▶ Текст документа
%%
Я не шучу, рано или поздно кто-то из наших нуворишей должен начать движение "Миллионы назад - народу!" Я сам держатель трех акций "АВВА", т. е. как бы совладелец этого концерна, и готов передать свою собственность в пользу Академии наук. Думаю, так поступят и остальные.

Если Борис Абрамович как интеллигентный человек решится на такой поступок, ему надо поставить бюст в Академии с надписью: "Величайшему алхимику всех времен, научившемуся делать золото из воздуха и вернувшему его людям".

Эту реплику встретили аплодисментами. Президент Юрий Сергеевич Осипов так откомментировал мое выступление: "Георгий Хосроевич, конечно, прав в том, что касается политологии, а Академии наук следует более активно привлекать спонсоров к финансированию своей деятельности".

Ни одна газета, падкая на сенсации, не осмелилась опубликовать мое выступление, поэтому я и привел его здесь целиком.

Березовского сравнивают с Распутиным. Тот был темным, неграмотным мужиком, что, конечно, не оправдывает царя и царицу, но в какой-то мере извиняет самого Распутина. А что может быть оправданием для члена-корреспондента Российской академии наук, который мошенническим путем создал огромное состояние и не сделал ни одного полезного для страны дела - не построил какого-нибудь завода, не дал денег на оборудование больницы, не пожертвовал десяток миллионов "зеленых" в фонд помощи беспризорным детям. Все, что он делает, направлено на одно - накопление своего неправедно нажитого богатства.

Академия наук Советского Союза выстояла против мощного прессинга ЦК КПСС и не позволила исключить из своих рядов академика Сахарова. Российская академия наук никак не выразила своего отношения к проделкам позорящего ее Березовского. Она погрязла в конформизме.

А в Академии наук,

Где в прошлом заседал Дундук,

Теперь, с улыбкою бесовской,

Борис Абрамыч Березовский.

Но еще не конец истории. Воспрянет Россия, воспрянет с нею и российская наука.

Ассоциация, Академия - все это важные вехи в моей жизни. Но как мне оценить собственное научное творчество?
%%
▶ Фрагмент данных
%%
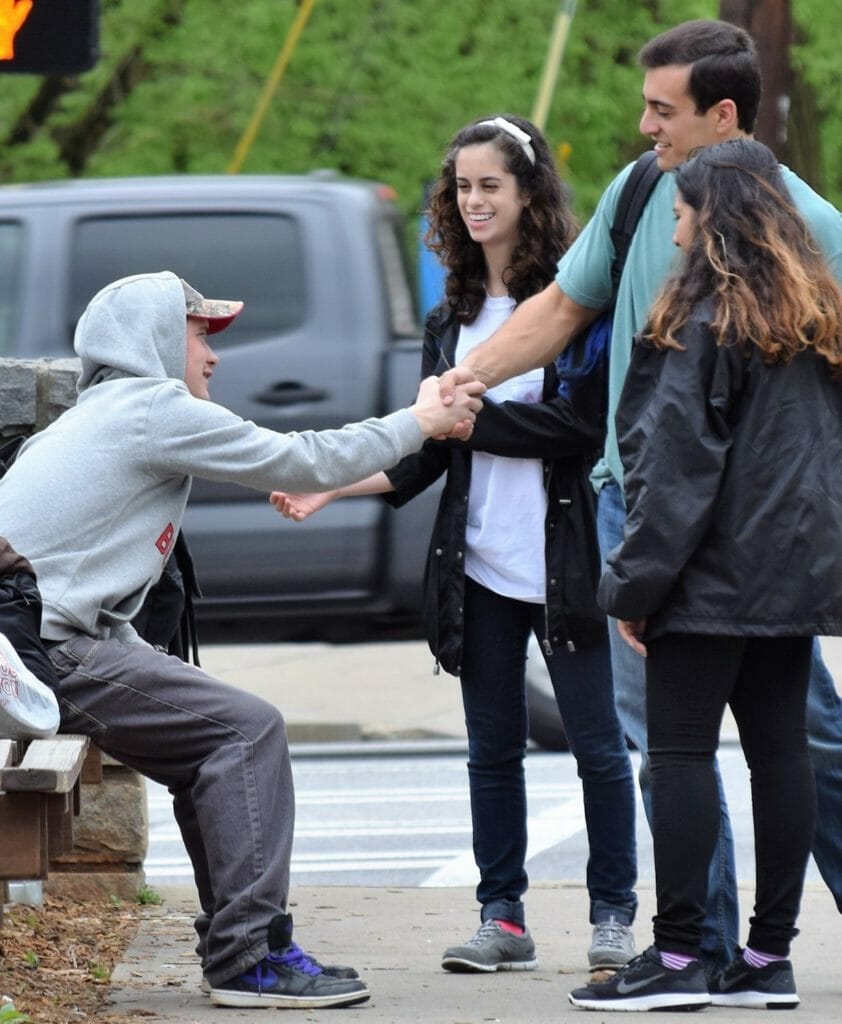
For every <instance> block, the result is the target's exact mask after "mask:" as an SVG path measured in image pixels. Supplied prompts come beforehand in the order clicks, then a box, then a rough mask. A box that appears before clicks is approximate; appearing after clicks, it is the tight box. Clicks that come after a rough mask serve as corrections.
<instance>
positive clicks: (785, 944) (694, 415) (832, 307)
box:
%%
▶ На основе сведений
1. Укажите по тексту документа, сколько акций «АВВА» держит автор.
2. Объясните, почему автор, согласно тексту документа, приводит своё выступление целиком.
Отвечайте, опираясь только на текст документа.

▶ Приведённые ответы
1. Автор держит три акции «АВВА».

2. Ни одна газета, даже падкая на сенсации, не осмелилась опубликовать это выступление, поэтому автор привёл его полностью.